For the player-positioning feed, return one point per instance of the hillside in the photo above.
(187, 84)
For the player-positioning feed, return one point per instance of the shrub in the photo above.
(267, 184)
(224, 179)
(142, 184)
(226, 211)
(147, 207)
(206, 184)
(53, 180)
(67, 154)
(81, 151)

* * *

Your goal :: Copy all of the lines above word for word, in the same order.

Final result ::
For the player-positioning feed, return one point per instance of the hillside in the photo above.
(187, 84)
For the player-positioning feed, return one point per instance of the shrub in the photo above.
(267, 184)
(224, 179)
(142, 184)
(226, 211)
(147, 207)
(206, 184)
(53, 180)
(67, 154)
(81, 151)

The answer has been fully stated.